(Named-object pointing records)
-*-*-

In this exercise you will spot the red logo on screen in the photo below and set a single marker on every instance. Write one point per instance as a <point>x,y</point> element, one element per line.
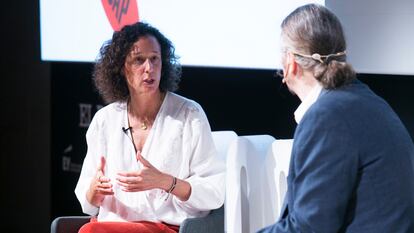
<point>120,12</point>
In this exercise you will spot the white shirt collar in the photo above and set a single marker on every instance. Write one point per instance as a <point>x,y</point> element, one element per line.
<point>307,102</point>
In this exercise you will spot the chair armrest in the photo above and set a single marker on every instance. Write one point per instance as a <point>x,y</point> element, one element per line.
<point>213,222</point>
<point>68,224</point>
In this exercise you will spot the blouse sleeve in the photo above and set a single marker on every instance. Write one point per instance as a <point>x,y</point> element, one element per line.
<point>90,166</point>
<point>207,176</point>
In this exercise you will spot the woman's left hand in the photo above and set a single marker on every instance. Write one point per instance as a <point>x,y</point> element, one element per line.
<point>147,178</point>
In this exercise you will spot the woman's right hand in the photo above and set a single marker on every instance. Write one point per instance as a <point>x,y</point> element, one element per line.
<point>100,186</point>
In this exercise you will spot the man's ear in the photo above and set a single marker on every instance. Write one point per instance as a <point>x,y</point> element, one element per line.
<point>293,65</point>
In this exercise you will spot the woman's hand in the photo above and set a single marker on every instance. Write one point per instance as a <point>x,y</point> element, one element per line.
<point>147,178</point>
<point>100,186</point>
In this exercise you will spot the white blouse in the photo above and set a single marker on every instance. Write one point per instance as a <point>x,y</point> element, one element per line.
<point>179,143</point>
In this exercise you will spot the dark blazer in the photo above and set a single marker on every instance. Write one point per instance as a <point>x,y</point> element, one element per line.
<point>352,167</point>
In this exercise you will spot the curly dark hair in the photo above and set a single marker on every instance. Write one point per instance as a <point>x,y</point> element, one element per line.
<point>108,74</point>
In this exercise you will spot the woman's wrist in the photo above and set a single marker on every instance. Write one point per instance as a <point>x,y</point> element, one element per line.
<point>167,182</point>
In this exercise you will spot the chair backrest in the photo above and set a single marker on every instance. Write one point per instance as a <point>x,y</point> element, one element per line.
<point>222,140</point>
<point>277,169</point>
<point>247,193</point>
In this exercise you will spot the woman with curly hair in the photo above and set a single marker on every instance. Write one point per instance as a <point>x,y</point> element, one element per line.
<point>151,161</point>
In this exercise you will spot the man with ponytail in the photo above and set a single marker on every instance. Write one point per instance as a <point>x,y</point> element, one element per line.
<point>352,163</point>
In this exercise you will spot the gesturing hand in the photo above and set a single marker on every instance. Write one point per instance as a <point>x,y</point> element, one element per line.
<point>147,178</point>
<point>100,185</point>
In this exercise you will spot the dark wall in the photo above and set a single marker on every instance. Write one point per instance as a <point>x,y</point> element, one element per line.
<point>25,122</point>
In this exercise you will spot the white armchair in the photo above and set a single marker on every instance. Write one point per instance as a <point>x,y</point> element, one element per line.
<point>257,168</point>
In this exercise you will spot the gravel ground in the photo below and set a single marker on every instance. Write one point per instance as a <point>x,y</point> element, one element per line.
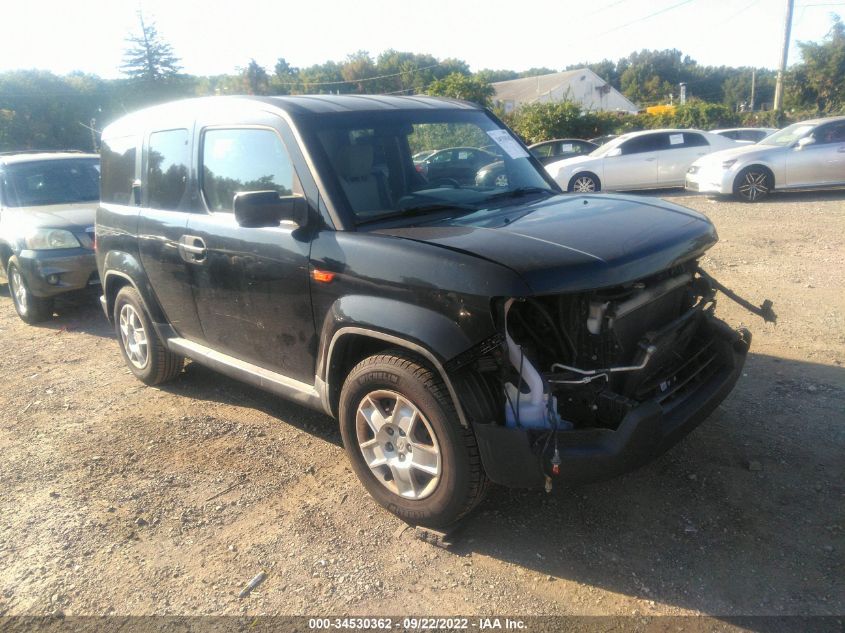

-*-*-

> _DIRECTIONS_: Pull out each line of the records containing the word “curly” and copy it.

> _TASK RESPONSE_:
In this exercise you will spot the curly dark hair in the photo above and set a single marker on every instance. Write one point per instance as a <point>x,y</point> element, one element per line.
In this exercise you will spot the woman with curly hair in the photo above and set a single marker on every instance. Write one point per instance as a <point>x,y</point> element, one element per line.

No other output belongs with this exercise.